▸ RECORDS FOR THE EXERCISE:
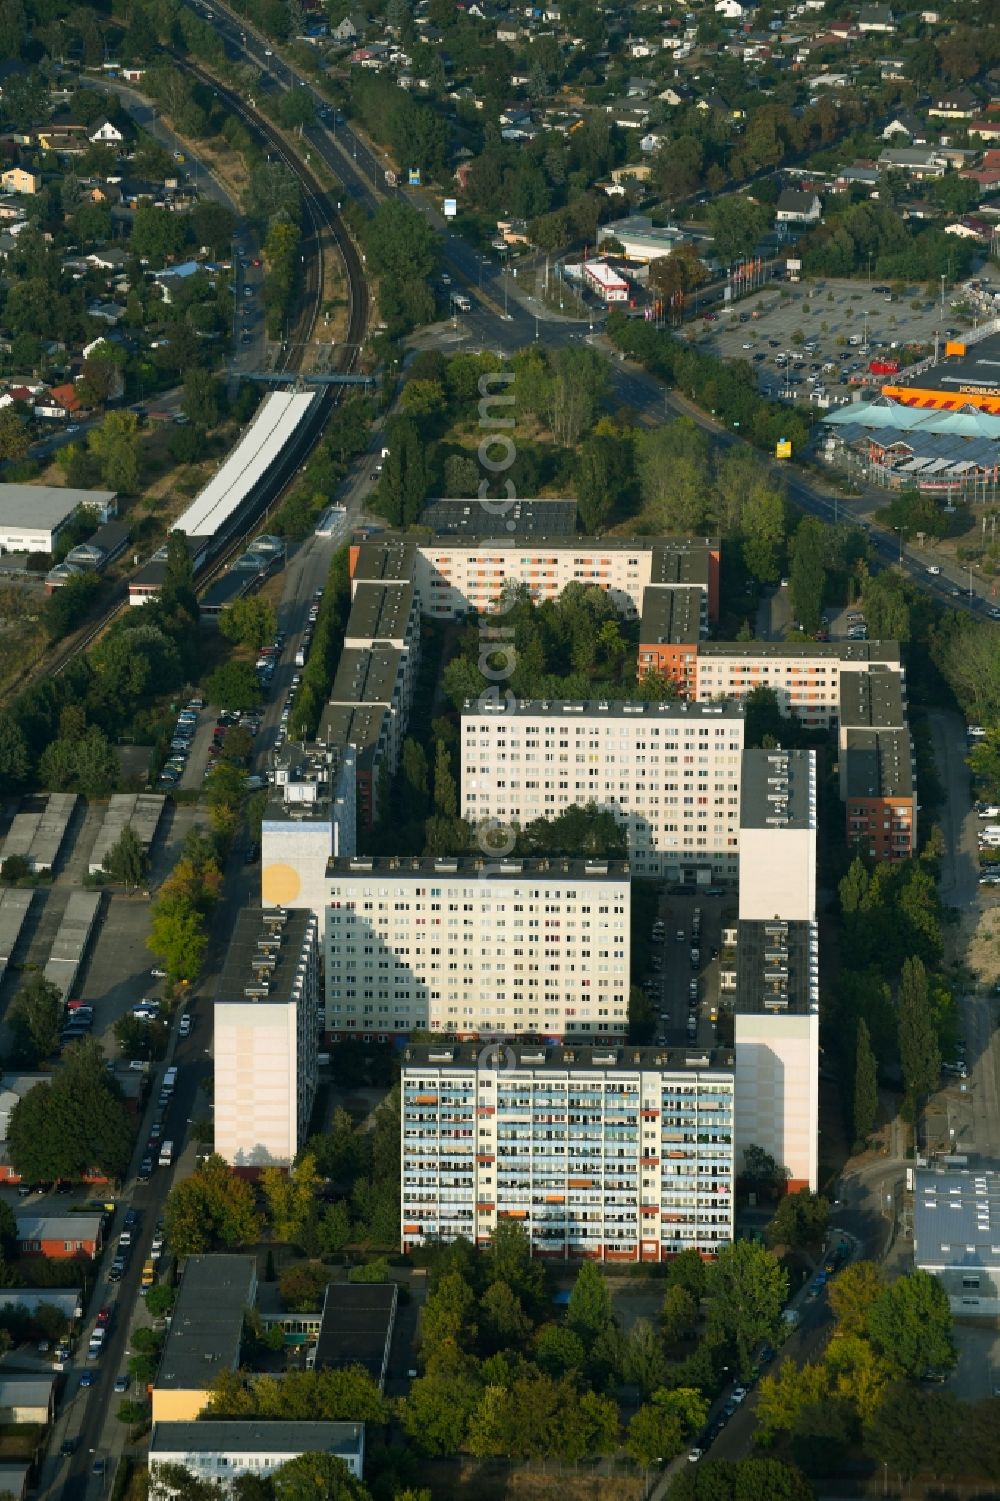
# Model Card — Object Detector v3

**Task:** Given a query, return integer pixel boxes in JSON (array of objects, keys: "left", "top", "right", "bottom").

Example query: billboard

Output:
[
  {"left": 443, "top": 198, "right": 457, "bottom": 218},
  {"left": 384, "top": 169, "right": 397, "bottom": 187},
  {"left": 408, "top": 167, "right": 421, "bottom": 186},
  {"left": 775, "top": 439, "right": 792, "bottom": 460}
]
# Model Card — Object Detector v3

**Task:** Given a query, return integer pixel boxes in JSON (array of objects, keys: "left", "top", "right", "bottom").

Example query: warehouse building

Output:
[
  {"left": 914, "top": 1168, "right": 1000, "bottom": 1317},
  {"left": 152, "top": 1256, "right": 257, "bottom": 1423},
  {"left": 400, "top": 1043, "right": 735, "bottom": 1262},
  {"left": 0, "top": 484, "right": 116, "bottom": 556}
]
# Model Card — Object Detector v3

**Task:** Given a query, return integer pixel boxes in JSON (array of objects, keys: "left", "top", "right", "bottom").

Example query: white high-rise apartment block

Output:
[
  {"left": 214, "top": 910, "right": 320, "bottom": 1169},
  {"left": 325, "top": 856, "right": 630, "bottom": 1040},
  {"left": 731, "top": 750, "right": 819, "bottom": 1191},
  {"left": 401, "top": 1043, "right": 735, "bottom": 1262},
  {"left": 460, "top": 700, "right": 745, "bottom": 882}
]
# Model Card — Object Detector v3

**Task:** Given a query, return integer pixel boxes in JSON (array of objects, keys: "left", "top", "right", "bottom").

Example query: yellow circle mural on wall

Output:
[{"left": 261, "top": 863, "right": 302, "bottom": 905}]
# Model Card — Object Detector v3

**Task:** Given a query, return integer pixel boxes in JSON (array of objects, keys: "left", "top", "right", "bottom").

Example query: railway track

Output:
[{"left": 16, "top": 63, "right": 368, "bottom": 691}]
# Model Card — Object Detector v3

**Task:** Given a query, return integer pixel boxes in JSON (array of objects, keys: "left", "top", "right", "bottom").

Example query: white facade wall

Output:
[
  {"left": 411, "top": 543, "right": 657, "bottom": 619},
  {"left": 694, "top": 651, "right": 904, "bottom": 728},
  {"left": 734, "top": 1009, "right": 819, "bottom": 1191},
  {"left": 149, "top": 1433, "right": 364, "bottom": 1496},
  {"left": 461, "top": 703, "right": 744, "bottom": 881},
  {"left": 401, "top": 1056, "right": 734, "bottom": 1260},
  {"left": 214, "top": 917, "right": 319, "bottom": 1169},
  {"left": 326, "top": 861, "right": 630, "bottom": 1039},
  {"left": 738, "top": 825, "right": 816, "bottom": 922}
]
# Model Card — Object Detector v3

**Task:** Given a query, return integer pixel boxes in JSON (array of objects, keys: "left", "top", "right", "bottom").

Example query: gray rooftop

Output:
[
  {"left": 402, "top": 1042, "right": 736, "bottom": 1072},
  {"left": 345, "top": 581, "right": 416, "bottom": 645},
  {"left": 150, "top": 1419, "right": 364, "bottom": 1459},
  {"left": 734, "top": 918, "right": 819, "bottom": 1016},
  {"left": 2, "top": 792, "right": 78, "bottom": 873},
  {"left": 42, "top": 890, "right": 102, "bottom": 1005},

▸ DESCRIPTION OF THE TASK:
Reproduce the records exactly, starting with their first line and ending with the line that contains "Example query: billboard", though pictures should be dropped.

▸ OUTPUT FOR THIS EXERCISE:
# Model Card — Object Detector v3

**Task:** Given a query, return integer pixel boxes in JSON (array of objects, keys: "left", "top", "right", "bottom").

Example query: billboard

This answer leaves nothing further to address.